-- START DATASET ROWS --

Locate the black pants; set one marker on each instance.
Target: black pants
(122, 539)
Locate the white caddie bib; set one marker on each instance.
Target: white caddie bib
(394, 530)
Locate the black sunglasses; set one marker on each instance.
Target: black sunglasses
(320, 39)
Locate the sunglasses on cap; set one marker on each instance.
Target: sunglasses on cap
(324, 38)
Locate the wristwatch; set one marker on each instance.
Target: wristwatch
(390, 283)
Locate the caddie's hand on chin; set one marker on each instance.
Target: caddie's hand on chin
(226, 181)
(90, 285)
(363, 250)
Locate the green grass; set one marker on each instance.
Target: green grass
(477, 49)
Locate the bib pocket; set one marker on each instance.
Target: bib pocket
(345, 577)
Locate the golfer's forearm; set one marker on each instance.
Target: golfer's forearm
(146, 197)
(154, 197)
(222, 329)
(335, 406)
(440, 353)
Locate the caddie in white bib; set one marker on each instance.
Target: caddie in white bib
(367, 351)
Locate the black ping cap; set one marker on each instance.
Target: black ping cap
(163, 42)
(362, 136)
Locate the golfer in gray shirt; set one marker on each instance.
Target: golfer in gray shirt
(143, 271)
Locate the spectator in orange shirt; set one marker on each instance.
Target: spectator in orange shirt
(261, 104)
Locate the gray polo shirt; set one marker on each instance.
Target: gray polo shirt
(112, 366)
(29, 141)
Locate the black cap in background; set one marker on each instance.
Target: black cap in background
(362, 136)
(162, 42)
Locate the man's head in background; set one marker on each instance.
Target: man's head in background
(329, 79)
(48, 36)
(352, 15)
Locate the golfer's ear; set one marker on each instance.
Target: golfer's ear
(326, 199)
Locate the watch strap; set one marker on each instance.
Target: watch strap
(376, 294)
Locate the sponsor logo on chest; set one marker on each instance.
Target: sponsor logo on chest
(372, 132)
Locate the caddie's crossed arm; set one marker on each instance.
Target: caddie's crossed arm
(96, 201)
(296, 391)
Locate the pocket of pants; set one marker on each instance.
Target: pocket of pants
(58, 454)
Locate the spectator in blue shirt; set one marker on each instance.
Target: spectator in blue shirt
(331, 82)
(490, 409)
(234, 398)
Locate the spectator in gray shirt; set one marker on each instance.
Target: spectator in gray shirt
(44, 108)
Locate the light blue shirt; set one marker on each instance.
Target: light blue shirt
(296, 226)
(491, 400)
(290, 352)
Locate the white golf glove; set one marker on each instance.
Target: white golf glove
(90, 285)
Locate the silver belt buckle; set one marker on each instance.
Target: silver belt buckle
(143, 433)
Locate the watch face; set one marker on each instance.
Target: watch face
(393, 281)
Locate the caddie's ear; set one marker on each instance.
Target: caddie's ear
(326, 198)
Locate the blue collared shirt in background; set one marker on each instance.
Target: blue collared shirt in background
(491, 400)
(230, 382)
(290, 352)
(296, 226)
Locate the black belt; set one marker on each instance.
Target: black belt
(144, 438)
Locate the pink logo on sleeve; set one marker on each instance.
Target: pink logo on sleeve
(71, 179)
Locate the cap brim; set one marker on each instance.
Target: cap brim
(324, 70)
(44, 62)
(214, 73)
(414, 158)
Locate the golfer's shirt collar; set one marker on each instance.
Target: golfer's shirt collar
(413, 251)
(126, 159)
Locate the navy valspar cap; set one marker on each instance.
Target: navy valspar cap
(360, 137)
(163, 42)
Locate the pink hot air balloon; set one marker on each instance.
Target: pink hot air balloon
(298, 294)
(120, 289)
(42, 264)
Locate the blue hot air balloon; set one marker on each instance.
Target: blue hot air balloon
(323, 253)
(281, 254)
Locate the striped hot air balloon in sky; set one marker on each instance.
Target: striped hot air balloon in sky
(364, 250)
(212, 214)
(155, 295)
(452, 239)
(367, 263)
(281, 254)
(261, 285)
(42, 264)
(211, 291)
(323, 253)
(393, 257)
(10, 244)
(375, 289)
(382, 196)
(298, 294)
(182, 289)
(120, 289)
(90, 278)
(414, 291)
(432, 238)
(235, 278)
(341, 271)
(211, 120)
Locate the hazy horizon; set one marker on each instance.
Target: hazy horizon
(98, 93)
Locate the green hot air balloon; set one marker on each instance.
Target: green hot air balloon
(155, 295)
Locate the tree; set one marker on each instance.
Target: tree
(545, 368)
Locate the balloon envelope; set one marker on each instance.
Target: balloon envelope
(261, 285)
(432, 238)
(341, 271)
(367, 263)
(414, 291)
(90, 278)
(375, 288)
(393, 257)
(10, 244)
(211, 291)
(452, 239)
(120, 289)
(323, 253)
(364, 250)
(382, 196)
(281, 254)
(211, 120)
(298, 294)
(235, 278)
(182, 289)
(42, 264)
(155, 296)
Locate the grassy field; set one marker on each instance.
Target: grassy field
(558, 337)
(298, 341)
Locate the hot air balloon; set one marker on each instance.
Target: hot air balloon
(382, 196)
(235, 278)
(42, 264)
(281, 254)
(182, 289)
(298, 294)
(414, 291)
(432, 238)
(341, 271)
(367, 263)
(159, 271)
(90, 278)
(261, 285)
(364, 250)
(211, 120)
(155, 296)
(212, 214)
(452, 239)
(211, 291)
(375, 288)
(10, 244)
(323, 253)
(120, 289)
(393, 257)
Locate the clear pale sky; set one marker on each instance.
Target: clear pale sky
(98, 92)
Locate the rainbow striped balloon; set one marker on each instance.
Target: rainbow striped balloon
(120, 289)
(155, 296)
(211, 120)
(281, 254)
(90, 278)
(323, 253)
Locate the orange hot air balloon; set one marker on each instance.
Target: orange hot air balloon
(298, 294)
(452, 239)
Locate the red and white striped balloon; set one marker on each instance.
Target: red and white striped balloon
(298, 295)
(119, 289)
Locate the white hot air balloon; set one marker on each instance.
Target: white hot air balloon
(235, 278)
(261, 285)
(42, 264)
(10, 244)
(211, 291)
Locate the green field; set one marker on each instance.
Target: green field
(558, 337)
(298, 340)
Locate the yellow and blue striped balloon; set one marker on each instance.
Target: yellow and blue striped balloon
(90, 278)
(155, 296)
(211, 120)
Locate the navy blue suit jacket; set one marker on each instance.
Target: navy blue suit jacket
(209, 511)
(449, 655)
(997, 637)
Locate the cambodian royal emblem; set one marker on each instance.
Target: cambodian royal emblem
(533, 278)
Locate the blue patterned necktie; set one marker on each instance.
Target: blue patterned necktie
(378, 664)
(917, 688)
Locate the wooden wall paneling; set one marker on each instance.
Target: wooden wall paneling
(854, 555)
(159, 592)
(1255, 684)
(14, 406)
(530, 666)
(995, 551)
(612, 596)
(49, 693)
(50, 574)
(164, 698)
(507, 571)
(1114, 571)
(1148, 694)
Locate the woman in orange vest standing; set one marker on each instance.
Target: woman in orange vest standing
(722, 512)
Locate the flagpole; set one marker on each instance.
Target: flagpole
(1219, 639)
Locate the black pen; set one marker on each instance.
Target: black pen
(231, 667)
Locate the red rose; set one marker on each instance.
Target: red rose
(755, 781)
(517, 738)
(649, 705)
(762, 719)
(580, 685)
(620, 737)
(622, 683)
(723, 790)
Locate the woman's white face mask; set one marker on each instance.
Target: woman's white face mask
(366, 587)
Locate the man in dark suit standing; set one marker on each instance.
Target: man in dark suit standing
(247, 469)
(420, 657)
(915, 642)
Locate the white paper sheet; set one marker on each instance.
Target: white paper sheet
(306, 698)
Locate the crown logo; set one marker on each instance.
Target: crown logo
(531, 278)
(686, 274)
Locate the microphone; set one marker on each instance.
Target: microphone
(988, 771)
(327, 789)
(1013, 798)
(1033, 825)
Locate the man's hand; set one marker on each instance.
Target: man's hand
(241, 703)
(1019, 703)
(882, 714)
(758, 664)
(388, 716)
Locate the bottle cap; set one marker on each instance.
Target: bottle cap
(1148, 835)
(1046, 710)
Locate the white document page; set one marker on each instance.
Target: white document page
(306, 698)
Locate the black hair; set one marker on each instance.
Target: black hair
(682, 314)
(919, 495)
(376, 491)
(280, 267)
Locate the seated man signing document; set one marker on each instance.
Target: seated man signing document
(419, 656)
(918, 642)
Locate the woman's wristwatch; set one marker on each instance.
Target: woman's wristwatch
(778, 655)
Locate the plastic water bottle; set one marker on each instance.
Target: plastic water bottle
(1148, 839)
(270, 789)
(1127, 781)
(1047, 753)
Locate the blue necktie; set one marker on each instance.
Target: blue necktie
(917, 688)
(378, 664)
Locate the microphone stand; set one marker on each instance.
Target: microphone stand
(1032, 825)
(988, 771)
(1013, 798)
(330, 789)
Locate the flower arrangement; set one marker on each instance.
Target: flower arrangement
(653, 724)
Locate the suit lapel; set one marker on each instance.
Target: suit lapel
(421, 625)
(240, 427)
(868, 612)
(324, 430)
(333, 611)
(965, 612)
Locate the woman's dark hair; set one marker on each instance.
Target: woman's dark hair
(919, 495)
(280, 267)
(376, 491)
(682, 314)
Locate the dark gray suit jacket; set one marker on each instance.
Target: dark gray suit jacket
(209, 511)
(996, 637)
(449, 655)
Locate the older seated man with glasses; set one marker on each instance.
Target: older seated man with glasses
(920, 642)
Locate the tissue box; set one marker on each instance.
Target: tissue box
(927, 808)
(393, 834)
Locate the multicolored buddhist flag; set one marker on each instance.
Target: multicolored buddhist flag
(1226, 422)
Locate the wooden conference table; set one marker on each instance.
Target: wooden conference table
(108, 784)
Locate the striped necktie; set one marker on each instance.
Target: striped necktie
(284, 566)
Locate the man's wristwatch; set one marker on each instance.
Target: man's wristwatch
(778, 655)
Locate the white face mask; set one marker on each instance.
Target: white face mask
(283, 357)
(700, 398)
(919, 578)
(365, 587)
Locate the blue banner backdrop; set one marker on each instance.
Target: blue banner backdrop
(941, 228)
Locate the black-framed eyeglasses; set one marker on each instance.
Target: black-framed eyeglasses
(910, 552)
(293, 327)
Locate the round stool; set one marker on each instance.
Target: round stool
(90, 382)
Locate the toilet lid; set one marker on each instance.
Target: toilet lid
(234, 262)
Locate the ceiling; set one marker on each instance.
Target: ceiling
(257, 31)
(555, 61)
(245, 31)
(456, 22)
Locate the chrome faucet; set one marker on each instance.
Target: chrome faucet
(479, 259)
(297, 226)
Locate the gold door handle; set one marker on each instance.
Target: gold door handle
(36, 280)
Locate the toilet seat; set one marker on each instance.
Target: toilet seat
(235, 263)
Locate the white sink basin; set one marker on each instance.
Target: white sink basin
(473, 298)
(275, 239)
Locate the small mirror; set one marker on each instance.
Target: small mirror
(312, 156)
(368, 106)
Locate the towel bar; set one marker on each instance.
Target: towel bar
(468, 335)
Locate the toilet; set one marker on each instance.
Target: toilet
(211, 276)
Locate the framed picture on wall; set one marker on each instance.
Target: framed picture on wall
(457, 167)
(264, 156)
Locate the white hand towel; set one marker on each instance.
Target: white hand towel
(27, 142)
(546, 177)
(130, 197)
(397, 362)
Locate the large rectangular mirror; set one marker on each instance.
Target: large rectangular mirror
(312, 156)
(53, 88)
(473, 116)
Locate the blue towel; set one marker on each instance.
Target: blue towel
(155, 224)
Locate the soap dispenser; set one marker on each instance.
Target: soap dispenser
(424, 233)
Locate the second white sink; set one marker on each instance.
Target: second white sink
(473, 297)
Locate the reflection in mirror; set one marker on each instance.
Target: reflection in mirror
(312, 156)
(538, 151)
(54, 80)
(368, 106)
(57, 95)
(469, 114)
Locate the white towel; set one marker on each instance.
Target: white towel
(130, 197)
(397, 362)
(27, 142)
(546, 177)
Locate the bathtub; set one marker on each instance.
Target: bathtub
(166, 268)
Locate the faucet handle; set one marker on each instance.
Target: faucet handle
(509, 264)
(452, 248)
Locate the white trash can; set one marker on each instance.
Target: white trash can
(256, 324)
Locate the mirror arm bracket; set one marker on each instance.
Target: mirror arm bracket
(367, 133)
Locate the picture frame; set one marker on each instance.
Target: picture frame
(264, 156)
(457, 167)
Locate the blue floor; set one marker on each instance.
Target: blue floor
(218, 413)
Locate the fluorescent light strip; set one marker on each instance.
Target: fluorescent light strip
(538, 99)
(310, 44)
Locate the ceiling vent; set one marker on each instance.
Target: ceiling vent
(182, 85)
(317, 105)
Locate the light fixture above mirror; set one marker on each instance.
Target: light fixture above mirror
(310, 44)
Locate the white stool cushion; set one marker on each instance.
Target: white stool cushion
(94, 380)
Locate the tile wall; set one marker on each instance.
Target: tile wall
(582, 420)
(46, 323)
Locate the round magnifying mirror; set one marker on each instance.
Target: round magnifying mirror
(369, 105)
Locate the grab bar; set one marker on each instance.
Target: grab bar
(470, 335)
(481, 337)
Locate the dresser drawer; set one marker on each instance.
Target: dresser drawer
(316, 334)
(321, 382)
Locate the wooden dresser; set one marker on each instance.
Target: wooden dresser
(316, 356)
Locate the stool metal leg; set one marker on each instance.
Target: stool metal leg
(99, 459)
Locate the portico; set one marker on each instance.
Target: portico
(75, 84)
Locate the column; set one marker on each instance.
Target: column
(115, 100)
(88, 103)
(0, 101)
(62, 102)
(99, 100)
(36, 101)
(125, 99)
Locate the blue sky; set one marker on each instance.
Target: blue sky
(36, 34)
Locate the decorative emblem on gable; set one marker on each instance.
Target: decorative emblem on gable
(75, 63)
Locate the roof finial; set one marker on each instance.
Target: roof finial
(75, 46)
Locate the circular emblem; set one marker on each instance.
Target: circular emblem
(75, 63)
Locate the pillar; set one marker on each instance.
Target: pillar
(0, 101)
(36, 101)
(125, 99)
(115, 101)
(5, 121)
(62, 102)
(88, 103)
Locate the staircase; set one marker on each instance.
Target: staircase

-- END DATASET ROWS --

§ **SHORT PROBLEM**
Reproduce only those lines of the entries above that run from the line with "Locate the mirror" to the final line.

§ **EXERCISE RESPONSE**
Locate the mirror arm bracket; set one marker on each instance.
Target: mirror arm bracket
(367, 133)
Locate the picture frame; set one marker on each instance.
Target: picture frame
(264, 156)
(457, 167)
Locate the blue floor; set one marker on each instance.
Target: blue floor
(218, 413)
Locate the fluorescent light strip; set one marker on each instance.
Target: fluorescent light strip
(538, 99)
(310, 44)
Locate the ceiling vent; set one marker on each instance.
Target: ceiling vent
(182, 85)
(317, 105)
Locate the light fixture above mirror; set one marker on each instance.
Target: light fixture above mirror
(310, 44)
Locate the white stool cushion; set one marker on each instance.
Target: white stool cushion
(94, 380)
Locate the tile wall; set one marker on each instance.
Target: tile wall
(582, 420)
(46, 323)
Locate the round magnifying mirror; set one marker on each instance.
Target: round magnifying mirror
(369, 105)
Locate the grab bar; set one marker on each instance.
Target: grab bar
(470, 335)
(481, 337)
Locate the dresser drawer; set one marker on each instance.
Target: dresser drawer
(316, 334)
(321, 382)
Locate the wooden dresser; set one marker on each instance.
Target: wooden dresser
(316, 356)
Locate the stool metal leg; set one marker on each instance.
Target: stool metal leg
(99, 459)
Locate the portico; set one marker on each instance.
Target: portico
(75, 84)
Locate the column; set one marker on each instance.
Target: column
(115, 100)
(88, 103)
(0, 101)
(62, 102)
(99, 100)
(36, 101)
(125, 99)
Locate the blue sky; set one marker on each instance.
Target: blue sky
(36, 34)
Locate the decorative emblem on gable; set one marker on each instance.
Target: decorative emblem on gable
(75, 63)
Locate the roof finial; set one marker on each instance.
Target: roof finial
(75, 46)
Locate the circular emblem; set one marker on each instance.
Target: circular emblem
(75, 63)
Locate the pillar; set one marker on each instance.
Target: pillar
(0, 101)
(36, 101)
(125, 99)
(115, 101)
(5, 121)
(62, 102)
(88, 103)
Locate the staircase; set one marker on each instance.
Target: staircase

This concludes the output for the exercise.